Task instructions:
Which lines in the listing below contain the string "door"? Show each of those lines in full, treating uppercase and lowercase as different.

(Pointing and labeling entries)
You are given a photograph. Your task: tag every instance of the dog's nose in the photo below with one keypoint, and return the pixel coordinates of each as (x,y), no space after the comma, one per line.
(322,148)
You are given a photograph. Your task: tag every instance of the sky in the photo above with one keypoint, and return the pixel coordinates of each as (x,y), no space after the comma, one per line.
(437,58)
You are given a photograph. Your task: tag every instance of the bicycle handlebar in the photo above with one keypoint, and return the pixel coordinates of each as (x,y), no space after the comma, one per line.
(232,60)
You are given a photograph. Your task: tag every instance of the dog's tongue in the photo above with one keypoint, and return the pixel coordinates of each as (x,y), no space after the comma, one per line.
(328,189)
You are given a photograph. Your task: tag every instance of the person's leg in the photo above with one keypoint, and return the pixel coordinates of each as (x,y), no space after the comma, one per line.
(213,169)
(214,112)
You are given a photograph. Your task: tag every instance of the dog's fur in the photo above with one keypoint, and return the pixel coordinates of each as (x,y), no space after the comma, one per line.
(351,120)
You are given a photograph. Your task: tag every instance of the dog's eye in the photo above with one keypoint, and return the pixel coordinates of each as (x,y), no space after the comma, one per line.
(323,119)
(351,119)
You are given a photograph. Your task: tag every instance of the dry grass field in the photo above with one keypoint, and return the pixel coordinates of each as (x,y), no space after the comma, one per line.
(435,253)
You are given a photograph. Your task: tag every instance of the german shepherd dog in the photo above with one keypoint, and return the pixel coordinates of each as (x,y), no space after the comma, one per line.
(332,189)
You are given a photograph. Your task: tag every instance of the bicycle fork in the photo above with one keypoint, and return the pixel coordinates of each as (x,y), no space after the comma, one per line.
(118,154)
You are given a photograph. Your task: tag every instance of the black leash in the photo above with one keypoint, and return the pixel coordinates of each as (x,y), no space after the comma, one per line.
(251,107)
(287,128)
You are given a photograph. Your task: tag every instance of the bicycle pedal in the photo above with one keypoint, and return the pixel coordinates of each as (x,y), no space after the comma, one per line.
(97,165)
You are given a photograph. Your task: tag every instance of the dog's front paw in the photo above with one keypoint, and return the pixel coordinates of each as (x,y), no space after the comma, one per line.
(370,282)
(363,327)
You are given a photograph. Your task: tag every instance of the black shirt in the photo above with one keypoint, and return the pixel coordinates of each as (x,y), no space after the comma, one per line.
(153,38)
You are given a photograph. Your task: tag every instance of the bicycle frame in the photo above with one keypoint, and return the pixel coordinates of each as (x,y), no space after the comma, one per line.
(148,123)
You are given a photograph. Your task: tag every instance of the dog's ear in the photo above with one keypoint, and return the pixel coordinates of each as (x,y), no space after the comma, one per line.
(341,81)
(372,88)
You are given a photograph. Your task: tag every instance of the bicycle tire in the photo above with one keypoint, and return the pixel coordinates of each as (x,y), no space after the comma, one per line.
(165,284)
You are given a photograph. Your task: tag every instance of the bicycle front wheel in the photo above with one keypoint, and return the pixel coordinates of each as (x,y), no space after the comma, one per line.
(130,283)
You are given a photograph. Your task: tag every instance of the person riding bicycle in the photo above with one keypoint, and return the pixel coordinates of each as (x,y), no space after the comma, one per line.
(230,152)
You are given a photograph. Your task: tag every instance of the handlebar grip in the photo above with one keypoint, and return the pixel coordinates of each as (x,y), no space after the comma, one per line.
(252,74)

...

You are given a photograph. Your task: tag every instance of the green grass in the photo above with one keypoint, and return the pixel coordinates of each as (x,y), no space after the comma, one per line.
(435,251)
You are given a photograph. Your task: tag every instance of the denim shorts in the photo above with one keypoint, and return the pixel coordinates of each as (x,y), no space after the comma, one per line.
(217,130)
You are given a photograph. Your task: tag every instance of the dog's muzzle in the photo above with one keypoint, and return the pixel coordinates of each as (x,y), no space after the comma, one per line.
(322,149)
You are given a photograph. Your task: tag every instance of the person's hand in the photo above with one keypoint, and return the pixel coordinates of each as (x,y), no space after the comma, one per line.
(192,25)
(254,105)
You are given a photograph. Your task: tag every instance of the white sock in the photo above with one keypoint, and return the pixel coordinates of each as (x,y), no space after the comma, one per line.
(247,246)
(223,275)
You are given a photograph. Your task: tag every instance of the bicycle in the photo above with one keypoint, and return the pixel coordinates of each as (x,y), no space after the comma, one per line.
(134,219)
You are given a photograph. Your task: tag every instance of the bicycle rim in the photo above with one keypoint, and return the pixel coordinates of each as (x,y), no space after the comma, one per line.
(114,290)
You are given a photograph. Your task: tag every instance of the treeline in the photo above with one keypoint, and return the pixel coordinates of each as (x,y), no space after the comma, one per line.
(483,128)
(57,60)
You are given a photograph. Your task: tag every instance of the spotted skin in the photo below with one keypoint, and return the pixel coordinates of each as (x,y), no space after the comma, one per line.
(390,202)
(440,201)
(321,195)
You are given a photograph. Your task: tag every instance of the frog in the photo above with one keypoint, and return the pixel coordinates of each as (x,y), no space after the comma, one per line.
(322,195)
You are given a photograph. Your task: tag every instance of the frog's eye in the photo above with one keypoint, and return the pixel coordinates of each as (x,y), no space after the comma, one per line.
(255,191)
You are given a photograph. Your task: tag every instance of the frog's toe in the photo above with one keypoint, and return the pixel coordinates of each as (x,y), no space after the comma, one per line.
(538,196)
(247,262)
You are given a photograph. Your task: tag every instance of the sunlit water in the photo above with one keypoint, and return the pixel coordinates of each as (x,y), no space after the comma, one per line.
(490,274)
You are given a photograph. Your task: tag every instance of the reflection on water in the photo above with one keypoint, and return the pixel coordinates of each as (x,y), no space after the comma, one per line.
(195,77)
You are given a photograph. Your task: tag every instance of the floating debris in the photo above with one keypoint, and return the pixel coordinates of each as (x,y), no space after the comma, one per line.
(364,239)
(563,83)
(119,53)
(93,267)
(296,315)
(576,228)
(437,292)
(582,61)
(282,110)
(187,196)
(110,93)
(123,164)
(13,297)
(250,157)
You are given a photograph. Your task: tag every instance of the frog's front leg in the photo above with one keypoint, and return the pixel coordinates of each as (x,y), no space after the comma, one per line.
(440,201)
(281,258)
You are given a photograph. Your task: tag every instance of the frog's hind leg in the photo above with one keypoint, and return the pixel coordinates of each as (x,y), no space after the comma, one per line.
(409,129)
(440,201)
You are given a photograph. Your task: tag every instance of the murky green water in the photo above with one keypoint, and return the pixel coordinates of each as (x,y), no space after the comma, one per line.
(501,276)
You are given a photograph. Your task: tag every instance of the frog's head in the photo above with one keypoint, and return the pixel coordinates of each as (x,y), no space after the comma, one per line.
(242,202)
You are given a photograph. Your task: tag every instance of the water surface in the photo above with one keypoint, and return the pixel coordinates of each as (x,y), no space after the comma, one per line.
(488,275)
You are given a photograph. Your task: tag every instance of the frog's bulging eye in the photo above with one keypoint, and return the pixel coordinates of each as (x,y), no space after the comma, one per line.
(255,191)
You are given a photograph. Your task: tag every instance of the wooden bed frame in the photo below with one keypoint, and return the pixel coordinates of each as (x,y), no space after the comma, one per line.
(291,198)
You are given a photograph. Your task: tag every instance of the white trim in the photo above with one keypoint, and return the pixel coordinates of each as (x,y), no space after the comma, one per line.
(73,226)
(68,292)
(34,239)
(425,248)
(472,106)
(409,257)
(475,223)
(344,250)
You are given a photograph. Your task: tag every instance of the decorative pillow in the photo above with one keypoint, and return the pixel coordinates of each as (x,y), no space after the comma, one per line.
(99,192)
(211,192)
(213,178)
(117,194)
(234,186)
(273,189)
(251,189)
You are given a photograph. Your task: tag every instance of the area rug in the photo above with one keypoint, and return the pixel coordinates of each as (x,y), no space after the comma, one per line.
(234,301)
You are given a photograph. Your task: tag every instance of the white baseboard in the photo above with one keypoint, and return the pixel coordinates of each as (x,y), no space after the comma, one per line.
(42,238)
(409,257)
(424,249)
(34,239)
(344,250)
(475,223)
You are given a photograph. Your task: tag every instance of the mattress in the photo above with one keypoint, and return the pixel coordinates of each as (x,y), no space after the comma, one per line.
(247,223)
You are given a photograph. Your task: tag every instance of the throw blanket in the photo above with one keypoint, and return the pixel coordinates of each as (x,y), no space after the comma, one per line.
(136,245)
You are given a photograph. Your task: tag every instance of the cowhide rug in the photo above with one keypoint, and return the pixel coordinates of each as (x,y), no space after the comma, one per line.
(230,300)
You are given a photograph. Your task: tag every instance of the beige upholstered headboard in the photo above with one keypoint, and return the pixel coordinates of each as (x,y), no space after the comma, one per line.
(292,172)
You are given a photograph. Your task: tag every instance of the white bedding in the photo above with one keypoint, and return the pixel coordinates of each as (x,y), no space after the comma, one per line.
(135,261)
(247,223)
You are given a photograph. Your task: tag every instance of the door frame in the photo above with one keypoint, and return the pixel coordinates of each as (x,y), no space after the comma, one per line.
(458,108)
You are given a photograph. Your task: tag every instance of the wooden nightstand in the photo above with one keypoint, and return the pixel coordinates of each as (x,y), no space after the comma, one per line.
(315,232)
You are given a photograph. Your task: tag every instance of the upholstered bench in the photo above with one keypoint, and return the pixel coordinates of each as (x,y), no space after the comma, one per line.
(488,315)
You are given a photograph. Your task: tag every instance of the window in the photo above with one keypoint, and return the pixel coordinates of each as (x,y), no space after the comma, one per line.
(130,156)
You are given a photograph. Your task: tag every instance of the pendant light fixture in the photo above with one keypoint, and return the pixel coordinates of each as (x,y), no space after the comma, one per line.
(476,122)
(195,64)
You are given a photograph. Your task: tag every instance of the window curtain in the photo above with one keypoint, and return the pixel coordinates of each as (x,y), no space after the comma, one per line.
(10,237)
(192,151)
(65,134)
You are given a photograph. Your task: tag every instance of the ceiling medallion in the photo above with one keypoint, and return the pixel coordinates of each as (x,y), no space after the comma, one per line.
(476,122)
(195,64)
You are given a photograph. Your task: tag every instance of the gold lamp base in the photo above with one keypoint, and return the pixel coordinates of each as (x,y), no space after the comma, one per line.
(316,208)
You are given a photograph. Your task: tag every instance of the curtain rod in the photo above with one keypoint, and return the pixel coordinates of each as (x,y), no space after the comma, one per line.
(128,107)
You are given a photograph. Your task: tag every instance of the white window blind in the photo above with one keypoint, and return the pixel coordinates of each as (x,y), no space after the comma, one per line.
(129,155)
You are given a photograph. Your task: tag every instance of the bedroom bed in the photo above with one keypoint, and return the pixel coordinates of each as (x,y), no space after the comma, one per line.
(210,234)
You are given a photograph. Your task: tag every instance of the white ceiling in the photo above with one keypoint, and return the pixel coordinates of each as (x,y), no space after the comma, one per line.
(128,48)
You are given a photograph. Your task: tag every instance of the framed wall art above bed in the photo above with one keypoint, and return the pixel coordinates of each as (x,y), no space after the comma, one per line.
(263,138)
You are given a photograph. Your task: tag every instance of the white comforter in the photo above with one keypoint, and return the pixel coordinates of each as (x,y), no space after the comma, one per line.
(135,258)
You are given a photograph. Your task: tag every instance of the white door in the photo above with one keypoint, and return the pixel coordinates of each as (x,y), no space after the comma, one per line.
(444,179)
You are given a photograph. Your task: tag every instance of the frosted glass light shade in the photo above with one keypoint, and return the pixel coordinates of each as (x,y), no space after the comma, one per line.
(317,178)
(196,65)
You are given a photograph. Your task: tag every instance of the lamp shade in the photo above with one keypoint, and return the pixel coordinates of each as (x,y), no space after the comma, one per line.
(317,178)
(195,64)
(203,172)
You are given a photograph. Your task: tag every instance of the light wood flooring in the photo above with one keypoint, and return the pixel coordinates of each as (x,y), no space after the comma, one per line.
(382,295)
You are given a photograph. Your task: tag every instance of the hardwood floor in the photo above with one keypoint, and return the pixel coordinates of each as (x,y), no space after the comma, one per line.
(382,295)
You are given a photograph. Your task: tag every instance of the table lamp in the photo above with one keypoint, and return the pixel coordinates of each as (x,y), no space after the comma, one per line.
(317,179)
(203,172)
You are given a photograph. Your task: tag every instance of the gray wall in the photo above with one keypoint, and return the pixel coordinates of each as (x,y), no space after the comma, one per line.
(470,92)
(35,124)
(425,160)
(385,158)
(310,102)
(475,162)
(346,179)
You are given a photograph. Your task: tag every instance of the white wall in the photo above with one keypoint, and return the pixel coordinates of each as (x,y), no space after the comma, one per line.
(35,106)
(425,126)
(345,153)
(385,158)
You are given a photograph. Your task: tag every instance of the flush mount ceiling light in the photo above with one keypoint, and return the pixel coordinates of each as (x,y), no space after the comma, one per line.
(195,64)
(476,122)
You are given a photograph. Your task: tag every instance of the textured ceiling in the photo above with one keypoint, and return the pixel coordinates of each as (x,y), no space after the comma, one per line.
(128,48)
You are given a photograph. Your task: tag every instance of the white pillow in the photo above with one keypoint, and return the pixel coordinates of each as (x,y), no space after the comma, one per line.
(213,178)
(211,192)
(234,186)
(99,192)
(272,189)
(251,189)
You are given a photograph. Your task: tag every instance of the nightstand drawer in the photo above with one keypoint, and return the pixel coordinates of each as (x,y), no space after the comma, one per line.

Task answer:
You are given a photograph. Your task: tag every instance of the door frame in the photo above with one keypoint, and return the pixel coordinates of each as (x,y), no space after the comma, one per line.
You are given a photograph. Your task: tag every instance of the white door in the photo above with one keypoint, and return the pixel coordinates of each as (x,y), no space after the comma, one per line.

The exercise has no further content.